*Selected excerpt*:
────────

1. What is Cloud Computing?
Cloud computing is the delivery of computing services—including servers, storage, databases, networking, software, analytics, and intelligence—over the internet instead of on local computers. Users access resources on demand and pay only for what they use. Source: IBM
2. Is Cloud Computing a New Technology?
Cloud computing is not entirely new; it builds on existing technologies like virtualization, distributed computing, and high-speed internet. What’s unique is its delivery as scalable, on-demand services over the internet.
Key Features:
- On-Demand Self-Service: Users can provision resources as needed.
- Broad Network Access: Accessible from multiple devices via the internet.
- Resource Pooling & Elasticity: Resources are shared and can scale up or down quickly.
- Measured Service: Usage is tracked and billed transparently.
Source: Synopsys – Essential Cloud Computing Characteristics
3. Major Cloud Service Models
- IaaS (Infrastructure as a Service): Provides virtual servers, storage, and networks. Users manage OS, apps, and middleware.
Example: Amazon EC2, Google Compute Engine - PaaS (Platform as a Service): Provides a platform to develop, test, and deploy applications without managing the infrastructure.

────────

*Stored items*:

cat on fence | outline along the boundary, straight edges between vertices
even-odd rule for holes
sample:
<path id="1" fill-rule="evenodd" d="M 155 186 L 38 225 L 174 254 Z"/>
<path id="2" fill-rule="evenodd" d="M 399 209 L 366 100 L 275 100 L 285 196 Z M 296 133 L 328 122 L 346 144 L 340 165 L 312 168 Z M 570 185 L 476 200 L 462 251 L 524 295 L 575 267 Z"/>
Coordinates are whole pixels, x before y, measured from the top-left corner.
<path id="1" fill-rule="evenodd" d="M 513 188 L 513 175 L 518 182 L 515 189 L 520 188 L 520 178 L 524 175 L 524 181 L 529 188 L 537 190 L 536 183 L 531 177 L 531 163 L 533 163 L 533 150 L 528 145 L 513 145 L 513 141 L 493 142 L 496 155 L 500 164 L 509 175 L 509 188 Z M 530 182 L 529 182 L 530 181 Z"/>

────────

*Task instructions*:
**1)** Which existing technologies does the cloud computing text say cloud computing builds on?
**2)** Carry on the cloud computing text from its final sentence.
The material has nothing to do with the cloud computing text.

*Results for each task*:
**1)** Virtualization, distributed computing, and high-speed internet.

**2)**
Example: Google App Engine, Microsoft Azure App Service - SaaS (Software as a Service): Fully managed software applications accessed via web browsers.
Example: Google Workspace, Salesforce, Zoom
Source: AWS
4. Real-World Domains Enabled by Cloud Computing
- Healthcare: Storing patient records, AI diagnostics, telemedicine platforms.
- Finance/Banking: High-speed data analytics, online transactions, fraud detection.
- Education: E-learning platforms, virtual classrooms, collaborative tools.
- Retail: Online shopping platforms, inventory management, recommendation systems.
Source: IBM
5. Economic / Business Model of Cloud Computing
- Pay-as-you-go: Users pay only for the resources they consume.
- Subscription-based: Monthly or yearly fees for software services.
- Reduced CAPEX/OPEX: Avoids upfront infrastructure costs and lowers operational expenses.
- Scalable business solutions: IT resources scale with demand instead of fixed investment.